● Work instructions: When you output the records, match them exactly and omit any picture they include.

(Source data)
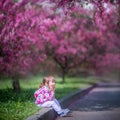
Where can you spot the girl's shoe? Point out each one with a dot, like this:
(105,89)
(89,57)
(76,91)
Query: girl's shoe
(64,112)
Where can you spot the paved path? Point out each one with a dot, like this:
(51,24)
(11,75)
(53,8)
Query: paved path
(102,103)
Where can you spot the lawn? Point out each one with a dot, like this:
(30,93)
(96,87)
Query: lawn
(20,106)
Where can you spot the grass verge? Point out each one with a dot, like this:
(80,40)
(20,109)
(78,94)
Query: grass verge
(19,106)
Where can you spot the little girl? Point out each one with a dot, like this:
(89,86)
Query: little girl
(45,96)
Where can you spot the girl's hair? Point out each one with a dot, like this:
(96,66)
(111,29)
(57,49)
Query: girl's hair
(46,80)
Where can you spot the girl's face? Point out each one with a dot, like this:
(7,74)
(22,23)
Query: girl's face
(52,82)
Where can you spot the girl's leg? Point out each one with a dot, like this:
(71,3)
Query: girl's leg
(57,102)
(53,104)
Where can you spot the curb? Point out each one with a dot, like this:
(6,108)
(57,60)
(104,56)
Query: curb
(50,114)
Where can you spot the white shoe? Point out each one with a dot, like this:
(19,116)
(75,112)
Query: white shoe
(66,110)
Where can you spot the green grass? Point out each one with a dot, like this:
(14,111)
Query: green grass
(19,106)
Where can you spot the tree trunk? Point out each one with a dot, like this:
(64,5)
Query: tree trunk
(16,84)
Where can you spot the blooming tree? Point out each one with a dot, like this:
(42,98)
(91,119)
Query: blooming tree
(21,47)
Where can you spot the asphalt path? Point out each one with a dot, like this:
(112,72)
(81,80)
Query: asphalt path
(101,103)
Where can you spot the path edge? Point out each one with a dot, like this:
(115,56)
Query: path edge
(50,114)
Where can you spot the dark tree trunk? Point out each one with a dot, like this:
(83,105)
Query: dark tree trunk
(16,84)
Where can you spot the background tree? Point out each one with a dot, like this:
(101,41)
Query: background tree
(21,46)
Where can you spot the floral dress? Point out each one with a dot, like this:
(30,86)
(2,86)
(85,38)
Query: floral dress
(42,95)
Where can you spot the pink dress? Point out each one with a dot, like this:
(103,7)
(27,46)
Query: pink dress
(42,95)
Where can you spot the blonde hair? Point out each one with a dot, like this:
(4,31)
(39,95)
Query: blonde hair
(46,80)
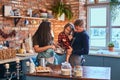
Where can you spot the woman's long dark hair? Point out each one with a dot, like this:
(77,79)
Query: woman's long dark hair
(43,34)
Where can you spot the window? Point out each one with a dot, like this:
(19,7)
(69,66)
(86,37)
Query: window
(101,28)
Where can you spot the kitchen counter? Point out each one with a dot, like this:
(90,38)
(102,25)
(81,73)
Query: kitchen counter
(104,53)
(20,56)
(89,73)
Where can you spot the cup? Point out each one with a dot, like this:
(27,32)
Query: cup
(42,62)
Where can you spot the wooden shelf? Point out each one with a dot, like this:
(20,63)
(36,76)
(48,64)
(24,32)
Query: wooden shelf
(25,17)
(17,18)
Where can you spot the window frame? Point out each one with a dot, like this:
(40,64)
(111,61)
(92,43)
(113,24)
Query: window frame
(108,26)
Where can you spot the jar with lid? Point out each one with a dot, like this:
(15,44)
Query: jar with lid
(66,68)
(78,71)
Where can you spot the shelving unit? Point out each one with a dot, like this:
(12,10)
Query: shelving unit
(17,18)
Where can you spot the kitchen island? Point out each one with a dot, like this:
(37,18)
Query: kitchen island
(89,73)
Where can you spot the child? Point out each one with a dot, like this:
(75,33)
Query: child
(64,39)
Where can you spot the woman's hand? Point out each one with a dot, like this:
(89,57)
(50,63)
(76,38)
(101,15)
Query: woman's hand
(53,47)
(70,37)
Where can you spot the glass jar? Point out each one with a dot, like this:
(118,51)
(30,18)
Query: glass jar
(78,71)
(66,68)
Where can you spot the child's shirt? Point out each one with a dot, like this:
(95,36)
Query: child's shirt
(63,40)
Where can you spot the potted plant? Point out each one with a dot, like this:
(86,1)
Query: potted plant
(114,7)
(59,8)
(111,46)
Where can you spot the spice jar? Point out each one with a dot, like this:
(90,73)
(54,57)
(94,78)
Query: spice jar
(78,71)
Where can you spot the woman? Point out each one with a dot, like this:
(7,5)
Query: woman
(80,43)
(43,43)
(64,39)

● Output:
Where can you spot the girl's shoe? Point out each one with a dot, like this:
(105,89)
(89,57)
(76,91)
Query: girl's shoe
(64,112)
Where can you spot the paved path? Point out each one with a dot, like this:
(51,24)
(11,75)
(53,8)
Query: paved path
(102,103)
Where can you spot the lawn? Point out each one with a dot, like this:
(30,93)
(96,87)
Query: lawn
(20,106)
Where can you spot the grass verge? Point out each one with a dot, like this:
(80,40)
(20,109)
(78,94)
Query: grass verge
(19,106)
Where can you spot the little girl? Point out each one with a dot, like this:
(89,86)
Query: little girl
(45,96)
Where can you spot the girl's hair? Point out each one with a dot, like this:
(96,66)
(111,29)
(57,49)
Query: girl's hair
(46,80)
Where can you spot the girl's face? Point out each one with a dot, like this:
(7,74)
(22,23)
Query: girl's face
(52,82)
Where can you spot the girl's leg? Point out each one with a dot, like this:
(71,3)
Query: girl's leg
(57,102)
(53,104)
Where can you spot the curb? Point out each one with a dot, like this:
(6,108)
(57,60)
(104,56)
Query: curb
(50,114)
Where can you spot the white shoe? Point out each one with a dot, like this:
(19,116)
(75,112)
Query: white shoe
(66,110)
Where can you spot the green grass? Point out each one with a dot, like this:
(14,111)
Query: green grass
(19,106)
Where can you spot the tree trunk? Point out each one with a dot, like this:
(64,5)
Query: tree trunk
(16,84)
Where can you spot the blooming tree? Point out each one with a dot, like this:
(42,98)
(91,119)
Query: blooming tree
(21,47)
Where can you spot the asphalt path? Point out each one with a dot, like this:
(112,72)
(81,80)
Query: asphalt path
(101,103)
Where can you spot the path edge? Point out each one with a dot, like this:
(115,56)
Query: path edge
(50,114)
Where can you spot the dark tree trunk? Point out each one with a dot, like this:
(83,105)
Query: dark tree trunk
(16,84)
Where can you spot the background tree? Point out each one with a dot, like this:
(101,41)
Query: background tree
(21,46)
Where can you spot the floral dress? Point out each one with a dot, like this:
(30,86)
(2,86)
(85,38)
Query: floral dress
(42,95)
Where can you spot the pink dress? Point out each one with a dot, like this:
(103,7)
(27,46)
Query: pink dress
(42,95)
Where can you spot the blonde hair? Point out each one with a dot, like this:
(4,31)
(39,95)
Query: blonde hair
(46,80)
Where can you spot the woman's long dark hair? Point out each one with a dot, like this:
(77,79)
Query: woman's long dark hair
(43,34)
Where can you spot the window? Point out each one with a dot, like this:
(19,7)
(69,66)
(86,37)
Query: window
(101,28)
Where can you spot the kitchen counter? Point out each one with a dot, like this:
(90,38)
(102,25)
(81,73)
Query: kitchen counter
(104,53)
(20,56)
(89,73)
Where can you spot the cup? Point out each one with a dot, like this:
(27,32)
Query: cup
(42,62)
Where can you spot the wooden shelf? Point out each one with a dot, like this:
(20,63)
(36,76)
(48,64)
(24,32)
Query: wooden shelf
(25,17)
(17,18)
Where can you spot the window frame? Point out each one with a dot, like this:
(40,64)
(111,61)
(92,43)
(113,24)
Query: window frame
(108,26)
Where can you spot the jar with lid? Point out each one with a dot, like this:
(15,44)
Query: jar with lid
(66,68)
(78,71)
Where can you spot the shelving unit? Point out each one with a dot, like this:
(12,10)
Query: shelving unit
(17,18)
Where can you spot the kitchen island? Point out each one with a dot, like this:
(37,18)
Query: kitchen island
(89,73)
Where can you spot the child? Point out each one with a dot, like this:
(75,33)
Query: child
(64,39)
Where can you spot the woman's hand? Point out each one with a dot, like this:
(89,57)
(50,63)
(76,38)
(101,15)
Query: woman's hand
(53,47)
(70,37)
Where can you spot the glass jar? Point out each one with a dot, like this:
(118,51)
(30,18)
Query: glass jar
(78,71)
(66,68)
Where can you spot the child's shirt? Point out each one with a dot, like this:
(95,36)
Query: child's shirt
(63,40)
Where can you spot the potted plant? Point out each one with a dot, like this:
(86,1)
Query: potted plant
(114,7)
(59,8)
(111,46)
Where can you spot the spice jar? Point out each one with a dot, like this:
(90,73)
(54,57)
(94,78)
Query: spice jar
(78,71)
Where can you spot the woman? Point out each one with a dot, like this:
(7,5)
Query: woman
(80,43)
(43,43)
(64,39)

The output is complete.